# Problem to solve:
All records below must be retyped exactly.
[START Items]
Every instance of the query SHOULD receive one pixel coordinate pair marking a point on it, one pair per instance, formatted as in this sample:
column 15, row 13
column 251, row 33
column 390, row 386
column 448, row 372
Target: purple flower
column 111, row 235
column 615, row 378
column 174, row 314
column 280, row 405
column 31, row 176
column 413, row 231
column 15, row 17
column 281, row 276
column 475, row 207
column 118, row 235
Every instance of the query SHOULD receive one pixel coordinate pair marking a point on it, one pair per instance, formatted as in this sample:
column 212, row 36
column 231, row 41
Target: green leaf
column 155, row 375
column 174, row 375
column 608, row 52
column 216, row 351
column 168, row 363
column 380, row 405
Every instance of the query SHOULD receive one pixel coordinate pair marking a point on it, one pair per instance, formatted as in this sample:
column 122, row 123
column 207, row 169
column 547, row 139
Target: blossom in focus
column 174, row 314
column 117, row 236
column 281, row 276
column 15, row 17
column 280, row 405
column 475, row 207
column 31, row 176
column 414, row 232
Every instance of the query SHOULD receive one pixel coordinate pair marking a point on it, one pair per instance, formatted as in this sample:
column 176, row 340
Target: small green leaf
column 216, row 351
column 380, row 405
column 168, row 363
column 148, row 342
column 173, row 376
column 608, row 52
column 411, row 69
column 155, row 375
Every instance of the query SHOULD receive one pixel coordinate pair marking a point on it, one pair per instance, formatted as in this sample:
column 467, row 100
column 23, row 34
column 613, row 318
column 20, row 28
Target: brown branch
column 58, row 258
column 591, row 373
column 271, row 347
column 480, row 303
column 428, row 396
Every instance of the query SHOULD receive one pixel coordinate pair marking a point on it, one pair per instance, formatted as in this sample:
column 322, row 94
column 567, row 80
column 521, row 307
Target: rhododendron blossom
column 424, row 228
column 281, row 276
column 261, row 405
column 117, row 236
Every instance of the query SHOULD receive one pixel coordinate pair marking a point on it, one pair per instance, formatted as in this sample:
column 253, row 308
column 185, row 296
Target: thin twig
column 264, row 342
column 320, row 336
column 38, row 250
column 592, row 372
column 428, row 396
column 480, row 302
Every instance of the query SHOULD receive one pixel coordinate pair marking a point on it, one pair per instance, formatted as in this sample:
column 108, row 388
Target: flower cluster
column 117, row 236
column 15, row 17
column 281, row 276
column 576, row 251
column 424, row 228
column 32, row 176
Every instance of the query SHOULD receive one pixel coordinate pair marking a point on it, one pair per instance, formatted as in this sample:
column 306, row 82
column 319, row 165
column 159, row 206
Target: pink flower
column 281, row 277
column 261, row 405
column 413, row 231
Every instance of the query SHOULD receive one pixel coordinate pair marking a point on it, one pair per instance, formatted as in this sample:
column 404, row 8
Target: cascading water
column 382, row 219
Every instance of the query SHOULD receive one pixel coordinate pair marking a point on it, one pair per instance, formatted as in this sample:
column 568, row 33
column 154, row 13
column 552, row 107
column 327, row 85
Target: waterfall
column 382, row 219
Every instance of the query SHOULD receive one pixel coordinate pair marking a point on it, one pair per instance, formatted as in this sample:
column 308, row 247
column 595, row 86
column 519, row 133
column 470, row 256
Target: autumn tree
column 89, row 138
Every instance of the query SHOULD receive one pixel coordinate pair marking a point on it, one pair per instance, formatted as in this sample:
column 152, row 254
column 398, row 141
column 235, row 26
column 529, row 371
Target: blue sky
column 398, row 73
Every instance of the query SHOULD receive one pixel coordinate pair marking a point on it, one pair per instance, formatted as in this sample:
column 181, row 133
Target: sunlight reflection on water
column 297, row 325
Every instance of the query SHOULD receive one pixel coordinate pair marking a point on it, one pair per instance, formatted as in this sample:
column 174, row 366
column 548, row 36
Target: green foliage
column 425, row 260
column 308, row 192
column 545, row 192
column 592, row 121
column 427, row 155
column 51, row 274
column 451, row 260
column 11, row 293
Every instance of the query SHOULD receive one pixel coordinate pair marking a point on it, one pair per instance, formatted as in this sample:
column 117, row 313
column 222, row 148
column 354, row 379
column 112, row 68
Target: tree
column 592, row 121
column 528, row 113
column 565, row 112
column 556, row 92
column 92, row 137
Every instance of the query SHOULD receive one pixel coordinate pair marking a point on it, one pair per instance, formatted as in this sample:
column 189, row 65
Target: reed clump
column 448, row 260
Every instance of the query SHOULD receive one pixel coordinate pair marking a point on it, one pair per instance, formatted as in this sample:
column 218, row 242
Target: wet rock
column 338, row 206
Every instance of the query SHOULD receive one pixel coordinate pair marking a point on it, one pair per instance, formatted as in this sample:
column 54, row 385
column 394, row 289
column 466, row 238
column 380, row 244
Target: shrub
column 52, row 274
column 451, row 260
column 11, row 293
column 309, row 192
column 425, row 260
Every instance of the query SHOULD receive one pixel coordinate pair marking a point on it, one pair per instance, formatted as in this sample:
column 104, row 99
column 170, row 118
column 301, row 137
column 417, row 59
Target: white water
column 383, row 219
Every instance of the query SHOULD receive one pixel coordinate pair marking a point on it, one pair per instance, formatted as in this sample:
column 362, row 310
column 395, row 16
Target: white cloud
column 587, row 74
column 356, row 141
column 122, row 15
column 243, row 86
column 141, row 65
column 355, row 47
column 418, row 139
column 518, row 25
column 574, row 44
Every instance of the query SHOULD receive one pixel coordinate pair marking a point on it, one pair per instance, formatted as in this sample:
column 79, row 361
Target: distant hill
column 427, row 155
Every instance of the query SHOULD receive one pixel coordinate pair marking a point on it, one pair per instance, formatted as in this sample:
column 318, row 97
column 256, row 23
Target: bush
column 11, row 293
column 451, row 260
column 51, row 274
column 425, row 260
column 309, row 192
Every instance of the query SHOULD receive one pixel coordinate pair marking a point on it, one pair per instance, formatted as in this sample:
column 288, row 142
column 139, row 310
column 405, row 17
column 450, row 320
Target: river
[END Items]
# In response:
Every instance of the query SHOULD receive one pixel coordinate pair marking a point on it, one pair per instance, formatted as in this sample:
column 15, row 13
column 251, row 33
column 390, row 386
column 448, row 372
Target: purple flower
column 111, row 235
column 615, row 378
column 174, row 314
column 280, row 405
column 31, row 176
column 413, row 231
column 15, row 17
column 281, row 276
column 475, row 207
column 118, row 235
Every instance of the query SHOULD receive one pixel coordinate pair marking a point on it, one pair per instance, formatted as in this sample:
column 212, row 36
column 231, row 41
Target: green leaf
column 155, row 375
column 174, row 375
column 608, row 52
column 216, row 351
column 168, row 363
column 380, row 405
Every instance of the query SHOULD receive one pixel coordinate pair marking a point on it, one pair per instance, formatted as in this sample:
column 122, row 123
column 207, row 169
column 547, row 139
Target: blossom in focus
column 174, row 314
column 117, row 236
column 281, row 276
column 15, row 17
column 280, row 405
column 475, row 207
column 31, row 176
column 414, row 232
Every instance of the query SHOULD receive one pixel coordinate pair marking a point on it, one pair per instance, formatted as in this sample:
column 176, row 340
Target: small green leaf
column 216, row 351
column 380, row 405
column 168, row 363
column 148, row 342
column 173, row 376
column 608, row 52
column 411, row 69
column 155, row 375
Every instance of the query SHOULD receive one pixel coordinate pair marking a point on it, one pair per instance, formatted as in this sample:
column 467, row 100
column 23, row 34
column 613, row 318
column 20, row 28
Target: brown branch
column 58, row 258
column 591, row 373
column 271, row 347
column 480, row 303
column 428, row 396
Every instance of the query SHOULD receive one pixel coordinate pair marking a point on it, one pair per instance, formatted as in this sample:
column 322, row 94
column 567, row 80
column 521, row 307
Target: rhododendron blossom
column 424, row 228
column 281, row 276
column 261, row 405
column 117, row 236
Every instance of the query SHOULD receive one pixel coordinate pair marking a point on it, one pair per instance, formatted as in this sample:
column 253, row 308
column 185, row 296
Target: thin twig
column 264, row 342
column 320, row 336
column 38, row 250
column 592, row 372
column 428, row 396
column 480, row 302
Every instance of the query SHOULD receive one pixel coordinate pair marking a point on it, one pair per instance, formatted as in this sample:
column 108, row 388
Target: flower cluster
column 117, row 236
column 15, row 17
column 281, row 276
column 576, row 251
column 424, row 228
column 32, row 176
Every instance of the query SHOULD receive one pixel coordinate pair marking a point on it, one pair per instance, formatted as in this sample:
column 306, row 82
column 319, row 165
column 159, row 206
Target: pink flower
column 281, row 277
column 261, row 405
column 413, row 231
Every instance of the query SHOULD receive one pixel coordinate pair marking a point on it, one pair per instance, formatted as in this sample:
column 404, row 8
Target: cascading water
column 382, row 219
Every instance of the query SHOULD receive one pixel coordinate pair marking a point on it, one pair per instance, formatted as in this sample:
column 568, row 33
column 154, row 13
column 552, row 107
column 327, row 85
Target: waterfall
column 382, row 219
Every instance of the query SHOULD receive one pixel coordinate pair marking a point on it, one pair per instance, formatted as in this sample:
column 308, row 247
column 595, row 86
column 519, row 133
column 470, row 256
Target: autumn tree
column 89, row 138
Every instance of the query SHOULD receive one pixel coordinate pair marking a point on it, one pair per instance, formatted as in this sample:
column 152, row 254
column 398, row 141
column 235, row 26
column 529, row 371
Target: blue sky
column 398, row 73
Every instance of the query SHOULD receive one pixel coordinate pair marking a point on it, one pair per instance, formatted as in this sample:
column 181, row 133
Target: sunlight reflection on water
column 297, row 325
Every instance of the query SHOULD receive one pixel coordinate pair marking a point on it, one pair per instance, formatted as in this sample:
column 174, row 366
column 548, row 36
Target: green foliage
column 425, row 260
column 308, row 192
column 545, row 192
column 592, row 121
column 427, row 155
column 51, row 274
column 451, row 260
column 11, row 293
Every instance of the query SHOULD receive one pixel coordinate pair marking a point on it, one pair per instance, formatted as in this sample:
column 117, row 313
column 222, row 148
column 354, row 379
column 112, row 68
Target: tree
column 592, row 121
column 528, row 113
column 565, row 112
column 556, row 92
column 92, row 137
Every instance of the query SHOULD receive one pixel coordinate pair marking a point on it, one pair per instance, formatted as in this sample:
column 189, row 65
Target: reed clump
column 448, row 260
Every instance of the query SHOULD receive one pixel coordinate pair marking a point on it, one pair per instance, formatted as in this sample:
column 218, row 242
Target: wet rock
column 338, row 206
Every instance of the query SHOULD receive one pixel coordinate pair marking a point on it, one pair per instance, formatted as in this sample:
column 54, row 385
column 394, row 289
column 466, row 238
column 380, row 244
Target: shrub
column 52, row 274
column 451, row 260
column 11, row 293
column 309, row 192
column 425, row 260
Every instance of the query SHOULD receive one pixel coordinate pair marking a point on it, one pair per instance, formatted as in this sample:
column 104, row 99
column 170, row 118
column 301, row 137
column 417, row 59
Target: white water
column 383, row 219
Every instance of the query SHOULD receive one pixel coordinate pair marking a point on it, one pair per instance, formatted as in this sample:
column 362, row 310
column 395, row 16
Target: white cloud
column 587, row 74
column 356, row 141
column 122, row 15
column 243, row 86
column 141, row 65
column 355, row 47
column 418, row 139
column 518, row 25
column 574, row 44
Every instance of the query SHOULD receive one pixel coordinate pair marking a point on it, one pair per instance, formatted as in this sample:
column 79, row 361
Target: distant hill
column 427, row 155
Every instance of the query SHOULD receive one pixel coordinate pair marking a point on it, one pair per instance, formatted as in this sample:
column 318, row 97
column 256, row 23
Target: bush
column 11, row 293
column 451, row 260
column 51, row 274
column 425, row 260
column 309, row 192
Every instance of the query SHOULD receive one pixel coordinate pair marking a point on it, one pair per instance, formatted as in this sample:
column 288, row 142
column 139, row 310
column 405, row 17
column 450, row 320
Target: river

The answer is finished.